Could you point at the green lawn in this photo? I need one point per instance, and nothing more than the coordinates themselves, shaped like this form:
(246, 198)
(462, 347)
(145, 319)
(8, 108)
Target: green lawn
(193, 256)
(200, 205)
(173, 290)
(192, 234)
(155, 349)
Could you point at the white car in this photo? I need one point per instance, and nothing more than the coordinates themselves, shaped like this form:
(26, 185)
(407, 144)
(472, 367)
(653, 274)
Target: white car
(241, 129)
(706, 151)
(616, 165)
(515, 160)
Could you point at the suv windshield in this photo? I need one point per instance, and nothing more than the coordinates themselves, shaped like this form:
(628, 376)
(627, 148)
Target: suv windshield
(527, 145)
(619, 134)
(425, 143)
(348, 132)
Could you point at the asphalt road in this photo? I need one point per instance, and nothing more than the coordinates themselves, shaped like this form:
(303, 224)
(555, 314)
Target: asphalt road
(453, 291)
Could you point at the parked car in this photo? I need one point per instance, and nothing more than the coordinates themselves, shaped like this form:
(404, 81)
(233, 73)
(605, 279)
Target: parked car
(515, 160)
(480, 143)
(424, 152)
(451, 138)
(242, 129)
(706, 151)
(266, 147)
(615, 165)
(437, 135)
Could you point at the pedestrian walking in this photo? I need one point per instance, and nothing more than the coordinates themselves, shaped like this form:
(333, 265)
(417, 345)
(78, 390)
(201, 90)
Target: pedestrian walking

__WHAT IS REQUIRED__
Find the word "walking" in the entries and show each line where it is found.

__OUTPUT OF THE EXERCISE__
Could you point at the pedestrian walking in this photo? I need one point per instance, and nothing more than the coordinates themselves, shaped like this form:
Target: pedestrian walking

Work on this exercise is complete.